SOURCE PASSAGE:
§
The following is a guest post from Erin DePew (see her two previous guest posts HERE and HERE). Erin is a web developer and graphic designer who happens to love shoes almost as much as “hackathons.” She also enjoys musing on minimalism, client-side scripting, and the pursuit of the perfect pumps.
If you have an idea for a guest post on “Recovering Shopaholic,” please connect with me to share your thoughts.
I love reading about style challenges. I think that they can be a great way to push us outside of our stylistic comfort zones and reveal a lot about our relationship with our wardrobes. While I have really enjoyed reading about Debbie’s experience with Project 333, I decided that the “Five Piece French Wardrobe” was a little more my speed.
Basically, the Five Piece French Wardrobe (or FPFW for short) is an experiment where you are allowed to buy as many classic pieces and reasonably priced accessories as you want, but you can only buy five trendy or statement pieces per fashion season (fall/winter and spring/summer).
The Five Piece French Wardrobe Rules
The rules are simple:
- Fabric and quality is more important than quantity.
- Basics don’t count (basic tees are always allowed).
- Accessories don’t count, except if they cost a lot more than usual.
- Socks and underwear don’t count; the rest does.
- Shoes do count.
If you are interested in a more detailed explanation, I enjoyed reading through this Reddit thread.
As with any wardrobe experiment, there are pros and cons. I really enjoyed the process and will continue to participate for another year, but I can see how this experiment would not be a good fit for some people.
The “Cons” of the Five Piece French Wardrobe
So let’s get the cons out of the way first, shall we?
Con #1 – It requires a good foundation of basics.
This is definitely not a challenge I would recommend for people who are just starting to build a wardrobe. The expectation is that the person already has a solid foundation of basics, and that they just want to add a little something to stay current and replace their basics as they wear out. If I didn’t already have a good selection of classic pieces, this experiment would have quickly become incredibly frustrating, since I wouldn’t have anything to pair with my trendy pieces – or I would be spending more money than I’m comfortable with on updating my basics during the challenge.
Con #2 – It requires a defined sense of style and limits experimentation.
While this is a major drawback for some people, this is actually one of the reasons why I liked this experiment. I like reading magazines, going through my Pinterest, browsing stores, and then sitting down at the beginning of each season and picking my five “must-haves.” However, I love structure and checking off lists, and I already have a very defined sense of style, so I never felt like I was missing out. If you’re still defining your style or are a person who likes to try out lots of different trends, this experiment might feel too limiting.
Con #3 – The rules are very vague.
The other drawback is that this experiment requires a lot of self-discipline. If you are adept at justifying purchases to yourself, the fact that classics and accessories get a free pass might be an issue. It’s amazing what you can justify as a classic or an accessory when you’re out shopping with friends and you just really want to buy something. I definitely had to restrain myself from binging on scarves at about month three.
Con #4 – It might be boring for fashion lovers.
This complaint is similar to the lack of experimentation. If you’re someone who uses fashion as a form of self-expression, you might find this style of dressing very boring, unless you get really creative with your definition of “classic.” I personally have a very basic style, and I’m perfectly happy in jeans, button-downs, and jersey dresses day after day. But for all of my lovely “maximalist” ladies, the focus on traditional classics and limiting yourself to only five trendy pieces could become stifling. On the other hand, perhaps it would be a good palate cleanser to try out this experiment for a season or two if you are on the trendier side.
§
TASKS TO COMPLETE:
a: In the post about the Five Piece French Wardrobe, how many trendy or statement pieces may be bought per fashion season?
b: Quote the part of the post about the Five Piece French Wardrobe between "If you are interested" and "foundation of basics.", inclusive.
c: Continue the post about the Five Piece French Wardrobe from where it stops.

RECORDS PROVIDED:
§
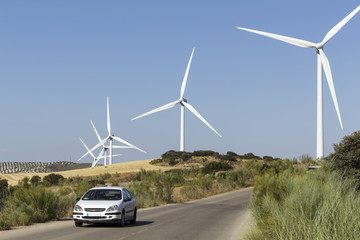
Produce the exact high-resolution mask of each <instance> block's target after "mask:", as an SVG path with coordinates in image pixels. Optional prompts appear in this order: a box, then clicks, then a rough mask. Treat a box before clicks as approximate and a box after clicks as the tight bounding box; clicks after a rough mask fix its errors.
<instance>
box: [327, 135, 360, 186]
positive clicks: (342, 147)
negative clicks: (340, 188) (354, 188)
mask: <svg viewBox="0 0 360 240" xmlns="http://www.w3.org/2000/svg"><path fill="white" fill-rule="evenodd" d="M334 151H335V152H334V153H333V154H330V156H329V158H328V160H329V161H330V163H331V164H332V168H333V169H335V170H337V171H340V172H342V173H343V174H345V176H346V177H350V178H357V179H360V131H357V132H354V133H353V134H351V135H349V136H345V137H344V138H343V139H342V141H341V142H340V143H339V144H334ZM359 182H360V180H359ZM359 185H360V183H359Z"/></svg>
§
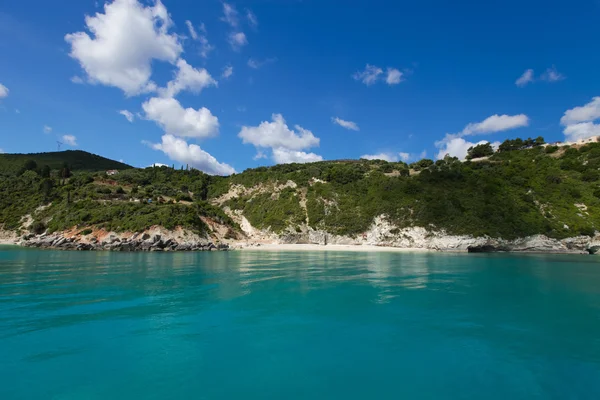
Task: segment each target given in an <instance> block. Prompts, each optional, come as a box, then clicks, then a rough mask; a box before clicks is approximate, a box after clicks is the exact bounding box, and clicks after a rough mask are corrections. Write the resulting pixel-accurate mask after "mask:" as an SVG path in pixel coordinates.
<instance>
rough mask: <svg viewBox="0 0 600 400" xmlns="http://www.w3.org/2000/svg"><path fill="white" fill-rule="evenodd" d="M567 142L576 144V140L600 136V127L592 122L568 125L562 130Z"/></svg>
§
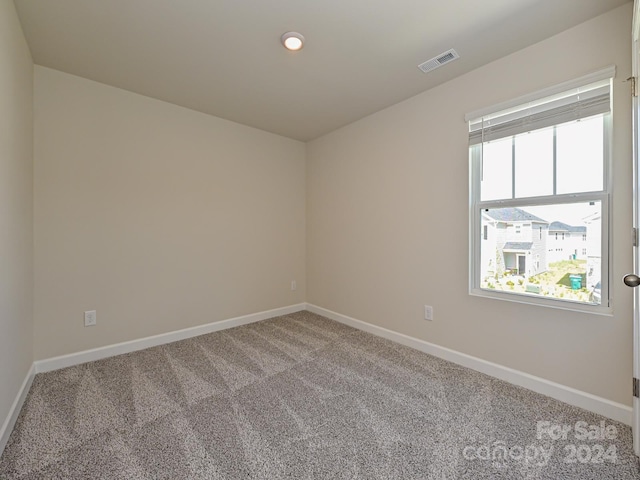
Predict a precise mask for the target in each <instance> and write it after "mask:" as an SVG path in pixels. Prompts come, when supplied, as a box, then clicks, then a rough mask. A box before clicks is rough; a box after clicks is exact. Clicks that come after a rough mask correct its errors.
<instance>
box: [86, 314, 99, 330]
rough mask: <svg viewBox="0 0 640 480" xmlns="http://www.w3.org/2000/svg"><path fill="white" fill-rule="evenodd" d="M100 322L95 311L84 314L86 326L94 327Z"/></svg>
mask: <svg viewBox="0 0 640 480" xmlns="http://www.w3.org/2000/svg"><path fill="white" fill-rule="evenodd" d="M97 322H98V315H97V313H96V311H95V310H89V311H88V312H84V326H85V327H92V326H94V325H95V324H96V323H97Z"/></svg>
§
WRITTEN ANSWERS:
a: Five trendy or statement pieces per fashion season.

b:
If you are interested in a more detailed explanation, I enjoyed reading through this Reddit thread.
As with any wardrobe experiment, there are pros and cons. I really enjoyed the process and will continue to participate for another year, but I can see how this experiment would not be a good fit for some people.
The “Cons” of the Five Piece French Wardrobe
So let’s get the cons out of the way first, shall we?
Con #1 – It requires a good foundation of basics.

c:
The Benefits of the FPFW Challenge
Overall, I really liked the Five Piece French Wardrobe process, and it does have some great benefits:
Benefit #1 – It naturally creates a trend-proof closet.
While some might find the focus on classics boring, this challenge does help people move away from a trend-based closet toward a classic wardrobe that doesn’t need to be replaced every season. I’m a huge fan of anything that allows me to shop less and still look stylish. Also, for us classic gals, it pushes us to spend money on things that aren’t another navy crewneck sweater or pair of black skinny jeans. I always feel a little guilty buying something that’s not a classic, so this experiment allowed me to buy a few trendy things guilt-free, even if my idea of “trendy” is a pair of Swedish Hasbeens.
Benefit #2 – It allows splurges on statement pieces and classics.
I might be a little biased here, since this is how I naturally shop, but I like to spend my money on classics and every once in a while on a statement piece. I expect to wear my statement pieces into the ground that given season and my classics for quite a few years. This wardrobe challenge definitely pushes people into that type of budgeting, and if you were spending a large amount of money on trendy pieces before, you will find that you have a lot of cash left over to update your basics (or even sock away into your savings!).
Benefit #3 – The guidelines are adaptable.
If you check out other people’s FPFW experiments, you will see that this challenge is easily adapted for a wide range of situations. It can fit almost any type of budget, lifestyle, and personal style. You can also make the rules as stringent (or not) as you want. For example, I disagreed with the list of suggested basics or the idea that your pieces couldn’t be discounted or second-hand, so I just adapted it to my lifestyle and needs. For certain personality types, the flexibility and vague rules are an issue, but for others, it’s a huge positive.
The Bottom Line – It’s Worth a Try!
So if you’re past the discovery stage of personal style, have a solid foundation of basics, like restrictions and planning, and have an already pretty classic style, I would say this is a great experiment to try. And if you don’t fit any of those criteria, I would still say it’s worth a try. The process might grow on you after a season or two. Even if you decide to go back to your old method of shopping, you will definitely learn something about yourself and your relationship with clothing, which is the whole point of taking on these challenges.
An Example – My Five Piece French Wardrobe
While of course your FPFW might look much different than mine, I thought it would be helpful to show what I purchased over the past year.
As you can see, my pieces are on the trendier side and are easily mixed in with my basics to update my outfits. I also learned during this experiment that I have a serious weakness for shoes, but that’s neither here nor there.
While I consider these pieces to be trendy, everyone’s style is different, so some of you might consider these your basics! Another note is that while this is the five piece French wardrobe experiment, I never did complete either of my lists, and I don’t consider that a bad thing. Part of the experiment is learning to value quality over quantity, and to never settle for less. Sometimes I just never found that perfect piece and that’s okay.